## To be done
Copy the following lines word for word, keeping every number and line break unchanged.

## Dataset content
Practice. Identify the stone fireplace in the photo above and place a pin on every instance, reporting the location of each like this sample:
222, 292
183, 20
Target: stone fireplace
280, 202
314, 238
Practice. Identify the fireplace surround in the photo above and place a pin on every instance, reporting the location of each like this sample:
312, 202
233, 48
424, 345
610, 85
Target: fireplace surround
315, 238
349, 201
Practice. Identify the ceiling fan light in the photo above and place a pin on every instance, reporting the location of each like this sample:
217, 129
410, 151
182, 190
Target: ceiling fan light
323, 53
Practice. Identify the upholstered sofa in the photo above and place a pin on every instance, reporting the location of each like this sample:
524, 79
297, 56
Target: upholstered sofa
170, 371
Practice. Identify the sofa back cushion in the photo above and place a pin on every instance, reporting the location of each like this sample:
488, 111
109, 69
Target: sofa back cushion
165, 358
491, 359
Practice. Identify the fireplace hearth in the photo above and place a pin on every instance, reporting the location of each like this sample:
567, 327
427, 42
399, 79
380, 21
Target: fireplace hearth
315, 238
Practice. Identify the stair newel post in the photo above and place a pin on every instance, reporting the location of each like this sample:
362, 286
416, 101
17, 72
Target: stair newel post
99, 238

## Solution to this exercise
Practice. Identify the stone fireplace in the photo above and place a pin on every instance, reporting the location of each like this sample:
222, 292
183, 20
Target: stone fireplace
280, 202
314, 238
Practice. Identify the fireplace surround in the photo above and place a pin on every instance, reporting the location of each like this sample:
312, 202
233, 48
424, 345
610, 85
Target: fireplace surround
315, 238
349, 201
Practice. Identify the ceiling fan light in the photo above and place a pin on every instance, reporting the location of each like this sample:
217, 129
410, 151
182, 190
Target: ceiling fan light
323, 53
Practice. Identify the upholstered sofa in the photo above and place a pin on every instance, reporting the location of each like this sample:
524, 79
297, 56
Target: upholstered sofa
170, 371
Practice. Identify the sofa back cushion in the photo above and place a pin on every instance, reporting the location of each like this sample:
488, 111
109, 69
Target: sofa back cushion
165, 358
491, 359
Practice. Identify the fireplace hearth in the photo above and place a pin on every instance, reporting the location of each like this sample:
567, 327
427, 42
399, 79
380, 21
Target: fireplace hearth
315, 238
Practice. Identify the stair newel post in the photo above and place a pin on every instance, reporting the location of each like this sample:
362, 286
416, 101
17, 72
Target: stair newel post
99, 238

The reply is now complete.